SOUTHEASTERN U.S. — Could there be an Ayres 660 Thrush in your future? Is it possible that you, like four other operators in the U.S., have decided that bigger is better? With all the hoopla of the Ayres 660 finally making its way to the ag aviation marketplace, four operators have made the decision to buy a 660 and so far, none are regretting it. AgAir Update visited with three of these operators and conducted a telephone conversation with the fourth, asking questions about how they liked their investment thus far.
Ayres Corporation has dedicated an enormous amount of time and research to produce an excellent ag aircraft. In doing so, operators have only found minor issues that Ayres Corporation has been addressing.
Stokes Flying Service
Dennie Stokes has been operating Thrush aircraft since he started his flying service in 1981. Starting out with an R-1340-powered Thrush, Dennie has operated just about every model Ayres Corporation has to offer with the PT6 engines. Presently, Stokes Flying Service operates three 510-gallon Thrush, one with a PT6A-34 engine and the other two with PT6A-45 engines. In May of this year, Mid-Continent Aircraft Sales delivered Stokes Flying Service an Ayres 660 with the PT6A-60 engine to add to the fleet. Another Ayres 660 was delivered in September and has the PT6A-65 engine.

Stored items
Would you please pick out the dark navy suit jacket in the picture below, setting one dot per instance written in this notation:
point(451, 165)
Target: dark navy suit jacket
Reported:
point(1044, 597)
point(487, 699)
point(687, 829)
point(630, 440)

**Do this:**
Quote the Ayres 660 Thrush article above in full, word for word.

**Expected output:**
SOUTHEASTERN U.S. — Could there be an Ayres 660 Thrush in your future? Is it possible that you, like four other operators in the U.S., have decided that bigger is better? With all the hoopla of the Ayres 660 finally making its way to the ag aviation marketplace, four operators have made the decision to buy a 660 and so far, none are regretting it. AgAir Update visited with three of these operators and conducted a telephone conversation with the fourth, asking questions about how they liked their investment thus far.
Ayres Corporation has dedicated an enormous amount of time and research to produce an excellent ag aircraft. In doing so, operators have only found minor issues that Ayres Corporation has been addressing.
Stokes Flying Service
Dennie Stokes has been operating Thrush aircraft since he started his flying service in 1981. Starting out with an R-1340-powered Thrush, Dennie has operated just about every model Ayres Corporation has to offer with the PT6 engines. Presently, Stokes Flying Service operates three 510-gallon Thrush, one with a PT6A-34 engine and the other two with PT6A-45 engines. In May of this year, Mid-Continent Aircraft Sales delivered Stokes Flying Service an Ayres 660 with the PT6A-60 engine to add to the fleet. Another Ayres 660 was delivered in September and has the PT6A-65 engine.